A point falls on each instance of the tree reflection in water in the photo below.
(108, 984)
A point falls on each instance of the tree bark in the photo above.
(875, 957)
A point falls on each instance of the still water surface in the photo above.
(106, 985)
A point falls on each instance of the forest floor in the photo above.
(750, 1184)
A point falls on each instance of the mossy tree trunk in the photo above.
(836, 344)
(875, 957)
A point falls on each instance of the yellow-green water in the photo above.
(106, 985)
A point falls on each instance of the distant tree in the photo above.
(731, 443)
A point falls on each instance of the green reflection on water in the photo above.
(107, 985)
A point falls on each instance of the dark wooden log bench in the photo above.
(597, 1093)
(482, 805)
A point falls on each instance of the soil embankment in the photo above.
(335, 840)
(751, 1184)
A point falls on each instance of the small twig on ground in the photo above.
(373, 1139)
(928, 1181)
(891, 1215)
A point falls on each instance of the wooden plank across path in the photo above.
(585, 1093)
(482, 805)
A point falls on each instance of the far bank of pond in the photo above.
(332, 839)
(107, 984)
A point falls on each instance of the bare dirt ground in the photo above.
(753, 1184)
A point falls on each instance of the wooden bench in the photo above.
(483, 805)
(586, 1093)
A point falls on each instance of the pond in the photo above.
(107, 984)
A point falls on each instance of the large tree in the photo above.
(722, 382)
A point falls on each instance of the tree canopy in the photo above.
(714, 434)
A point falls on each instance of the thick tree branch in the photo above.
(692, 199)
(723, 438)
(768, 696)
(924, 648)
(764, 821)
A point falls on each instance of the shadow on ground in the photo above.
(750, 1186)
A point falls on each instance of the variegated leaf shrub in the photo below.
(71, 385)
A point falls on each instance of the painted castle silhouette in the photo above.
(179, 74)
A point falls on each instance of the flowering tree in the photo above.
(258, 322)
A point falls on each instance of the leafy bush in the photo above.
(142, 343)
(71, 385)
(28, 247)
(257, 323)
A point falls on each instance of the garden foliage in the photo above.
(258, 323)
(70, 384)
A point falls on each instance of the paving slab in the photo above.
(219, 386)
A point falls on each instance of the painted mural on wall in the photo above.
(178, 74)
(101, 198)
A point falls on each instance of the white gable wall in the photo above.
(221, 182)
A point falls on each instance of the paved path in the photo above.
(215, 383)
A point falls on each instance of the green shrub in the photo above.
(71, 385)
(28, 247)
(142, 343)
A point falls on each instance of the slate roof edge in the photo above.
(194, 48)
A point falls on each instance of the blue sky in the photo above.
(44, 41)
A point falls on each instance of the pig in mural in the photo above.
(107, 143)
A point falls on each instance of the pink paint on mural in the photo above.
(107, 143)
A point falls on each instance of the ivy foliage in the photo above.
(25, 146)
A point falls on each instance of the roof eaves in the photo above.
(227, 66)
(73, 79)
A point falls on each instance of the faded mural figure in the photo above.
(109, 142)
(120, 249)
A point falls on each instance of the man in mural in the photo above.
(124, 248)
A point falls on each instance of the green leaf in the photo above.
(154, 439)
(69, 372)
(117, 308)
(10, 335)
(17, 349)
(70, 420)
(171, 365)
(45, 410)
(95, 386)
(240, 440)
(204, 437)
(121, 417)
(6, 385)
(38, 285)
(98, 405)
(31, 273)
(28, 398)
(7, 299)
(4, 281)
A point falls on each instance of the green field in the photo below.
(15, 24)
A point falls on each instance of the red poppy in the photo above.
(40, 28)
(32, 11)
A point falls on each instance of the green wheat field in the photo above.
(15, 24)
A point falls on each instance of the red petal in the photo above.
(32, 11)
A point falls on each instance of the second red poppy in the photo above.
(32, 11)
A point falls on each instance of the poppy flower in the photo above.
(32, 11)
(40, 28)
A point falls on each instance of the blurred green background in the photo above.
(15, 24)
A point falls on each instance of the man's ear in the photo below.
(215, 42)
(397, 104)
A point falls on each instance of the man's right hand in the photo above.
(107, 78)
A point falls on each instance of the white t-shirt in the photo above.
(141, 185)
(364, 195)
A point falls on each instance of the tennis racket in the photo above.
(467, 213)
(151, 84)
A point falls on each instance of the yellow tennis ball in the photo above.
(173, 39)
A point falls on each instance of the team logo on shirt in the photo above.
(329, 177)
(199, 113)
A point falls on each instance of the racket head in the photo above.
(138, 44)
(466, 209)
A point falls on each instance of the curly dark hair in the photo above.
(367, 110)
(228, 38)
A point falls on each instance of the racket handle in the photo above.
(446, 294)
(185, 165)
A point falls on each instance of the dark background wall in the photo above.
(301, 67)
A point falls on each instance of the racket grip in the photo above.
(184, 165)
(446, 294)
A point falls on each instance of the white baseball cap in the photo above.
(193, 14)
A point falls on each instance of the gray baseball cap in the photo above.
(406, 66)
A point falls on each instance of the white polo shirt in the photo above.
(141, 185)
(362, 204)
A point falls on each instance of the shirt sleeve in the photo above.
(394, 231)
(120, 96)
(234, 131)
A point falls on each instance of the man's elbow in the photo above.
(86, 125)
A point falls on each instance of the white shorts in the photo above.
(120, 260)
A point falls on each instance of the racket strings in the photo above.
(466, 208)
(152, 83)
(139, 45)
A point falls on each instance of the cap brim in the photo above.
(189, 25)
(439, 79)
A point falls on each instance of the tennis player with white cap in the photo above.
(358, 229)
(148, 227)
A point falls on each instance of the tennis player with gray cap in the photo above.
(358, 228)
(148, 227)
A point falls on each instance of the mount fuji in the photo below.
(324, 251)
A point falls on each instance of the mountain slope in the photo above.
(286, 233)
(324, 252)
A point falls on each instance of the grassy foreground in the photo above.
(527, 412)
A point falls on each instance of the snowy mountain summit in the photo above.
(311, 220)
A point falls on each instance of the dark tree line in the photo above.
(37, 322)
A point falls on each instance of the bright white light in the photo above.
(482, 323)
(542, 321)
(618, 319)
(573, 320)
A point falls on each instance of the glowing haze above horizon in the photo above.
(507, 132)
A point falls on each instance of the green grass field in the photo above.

--------------------

- [REQUIREMENTS]: Write out every line of all the items above as a numbered list, skipping any blank lines.

- [SOLVED EXERCISE]:
1. A point falls on each instance of the tree reflection in water in the photo below.
2. (108, 984)
3. A point falls on each instance of the tree bark in the photo above.
4. (875, 957)
5. A point falls on each instance of the still water surface in the photo above.
6. (106, 985)
7. A point falls on each instance of the forest floor in the photo above.
8. (750, 1184)
9. A point falls on each instance of the mossy tree trunk in the photo above.
10. (836, 344)
11. (875, 957)
12. A point falls on each instance of the yellow-green water in the photo above.
13. (106, 985)
14. A point falls on each instance of the distant tree in the photo above.
15. (731, 443)
16. A point falls on each instance of the green reflection on water in the photo above.
17. (107, 985)
18. A point falls on each instance of the dark wooden log bench in the photo above.
19. (597, 1093)
20. (482, 805)
21. A point falls on each instance of the soil embankment in the photo above.
22. (335, 840)
23. (751, 1184)
24. A point falls on each instance of the small twig on ground in the photo above.
25. (373, 1139)
26. (928, 1181)
27. (891, 1215)
28. A point falls on each instance of the wooden plank across path in the photo above.
29. (585, 1093)
30. (482, 805)
31. A point falls on each instance of the far bank of pond in the photo above.
32. (332, 839)
33. (107, 984)
34. A point falls on each instance of the bare dirt ground in the photo above.
35. (753, 1184)
36. A point falls on each instance of the wooden bench in the photo above.
37. (483, 805)
38. (586, 1093)
39. A point falls on each instance of the pond in the photo above.
40. (107, 984)
41. A point falls on each instance of the large tree in the photo above.
42. (722, 382)
43. A point falls on each instance of the tree canopy in the photo above.
44. (714, 434)
45. A point falls on each instance of the thick tree branch in the photo above.
46. (692, 199)
47. (723, 438)
48. (768, 696)
49. (924, 648)
50. (764, 821)
51. A point falls on each instance of the shadow on ground in the photo above.
52. (750, 1186)
53. A point falls on each instance of the variegated leaf shrub in the photo below.
54. (71, 385)
55. A point falls on each instance of the painted castle silhouette in the photo above.
56. (179, 74)
57. A point falls on each instance of the flowering tree in the photo above.
58. (258, 322)
59. A point falls on each instance of the leafy bush in the photo above.
60. (142, 343)
61. (71, 385)
62. (28, 247)
63. (257, 323)
64. A point falls on each instance of the garden foliage in the photo above.
65. (258, 323)
66. (70, 384)
67. A point falls on each instance of the paving slab in the photo above.
68. (219, 386)
69. A point falls on each instance of the painted mural on wall in the photo above.
70. (178, 74)
71. (101, 198)
72. A point falls on each instance of the white gable wall in the photo above.
73. (221, 182)
74. A point falls on each instance of the paved path in the photo above.
75. (215, 383)
76. A point falls on each instance of the green shrub in the photo above.
77. (71, 385)
78. (28, 247)
79. (142, 343)
80. A point falls on each instance of the slate roof edge in the photo above.
81. (194, 48)
82. A point falls on each instance of the blue sky in the photo above.
83. (44, 41)
84. A point falls on each instance of the pig in mural in the photo above.
85. (107, 143)
86. A point falls on each instance of the pink paint on mural in the photo above.
87. (107, 143)
88. A point falls on each instance of the ivy foliage in the photo above.
89. (25, 146)
90. A point falls on each instance of the roof eaves in the photo above.
91. (227, 66)
92. (73, 79)
93. A point falls on each instance of the faded mural figure in the photo above.
94. (109, 142)
95. (120, 249)
96. A point falls on each instance of the man in mural in the photo above.
97. (124, 248)
98. A point falls on each instance of the green leaf in the photo above.
99. (154, 439)
100. (69, 372)
101. (117, 308)
102. (10, 335)
103. (17, 349)
104. (70, 420)
105. (171, 365)
106. (45, 410)
107. (95, 386)
108. (240, 440)
109. (204, 437)
110. (121, 417)
111. (6, 385)
112. (38, 285)
113. (98, 405)
114. (31, 273)
115. (28, 398)
116. (7, 299)
117. (4, 281)
118. A point falls on each instance of the green field in the photo below.
119. (15, 24)
120. A point falls on each instance of the red poppy in the photo above.
121. (40, 28)
122. (32, 11)
123. A point falls on each instance of the green wheat field in the photo above.
124. (15, 24)
125. A point falls on each instance of the red petal in the photo above.
126. (32, 11)
127. A point falls on each instance of the second red poppy in the photo above.
128. (32, 11)
129. A point falls on each instance of the poppy flower in the photo above.
130. (32, 11)
131. (40, 28)
132. A point falls on each instance of the blurred green background in the photo above.
133. (15, 24)
134. A point falls on each instance of the man's ear in the photo below.
135. (215, 42)
136. (397, 104)
137. A point falls on each instance of the man's right hand in the photo above.
138. (107, 78)
139. A point falls on each instance of the white t-shirt in the photo above.
140. (141, 185)
141. (364, 195)
142. A point falls on each instance of the tennis racket in the photo above.
143. (467, 213)
144. (151, 84)
145. A point falls on each instance of the yellow tennis ball in the photo above.
146. (173, 39)
147. A point falls on each instance of the team logo on shirt in the photo above.
148. (329, 177)
149. (199, 113)
150. A point falls on each instance of the racket head in the photo above.
151. (138, 44)
152. (466, 209)
153. A point falls on each instance of the curly dark hair in the photo above.
154. (367, 110)
155. (228, 38)
156. A point falls on each instance of the racket handle in the photo above.
157. (446, 294)
158. (185, 165)
159. A point falls on each instance of the dark background wall in the photo above.
160. (301, 67)
161. A point falls on each instance of the racket grip in the photo above.
162. (184, 165)
163. (446, 294)
164. A point falls on each instance of the white baseball cap in the photo above.
165. (193, 14)
166. A point falls on each instance of the gray baseball cap in the photo above.
167. (406, 66)
168. A point falls on each instance of the white polo shirt in the photo above.
169. (141, 185)
170. (362, 204)
171. A point falls on each instance of the shirt sleeve in the photo above.
172. (394, 231)
173. (120, 96)
174. (234, 131)
175. A point falls on each instance of the man's elbow in the photo above.
176. (86, 125)
177. A point falls on each instance of the white shorts in the photo above.
178. (120, 260)
179. A point falls on each instance of the racket strings in the photo above.
180. (466, 208)
181. (152, 83)
182. (139, 45)
183. A point falls on each instance of the cap brim in the photo above.
184. (189, 25)
185. (439, 79)
186. A point falls on each instance of the tennis player with white cap in the photo above.
187. (358, 229)
188. (148, 227)
189. A point falls on each instance of the tennis player with gray cap in the photo above.
190. (358, 228)
191. (148, 227)
192. A point falls on each instance of the mount fuji in the photo below.
193. (324, 251)
194. A point falls on each instance of the mountain slope in the photo above.
195. (286, 233)
196. (324, 252)
197. A point falls on each instance of the grassy foreground in the photo above.
198. (527, 412)
199. A point falls on each instance of the snowy mountain summit in the photo above.
200. (311, 220)
201. A point falls on each instance of the dark tree line in the photo above.
202. (37, 322)
203. A point falls on each instance of the bright white light in the photo above.
204. (482, 323)
205. (542, 321)
206. (618, 319)
207. (573, 320)
208. A point falls on each instance of the glowing haze above horizon in the photo above.
209. (507, 132)
210. A point falls on each instance of the green grass field in the photo above.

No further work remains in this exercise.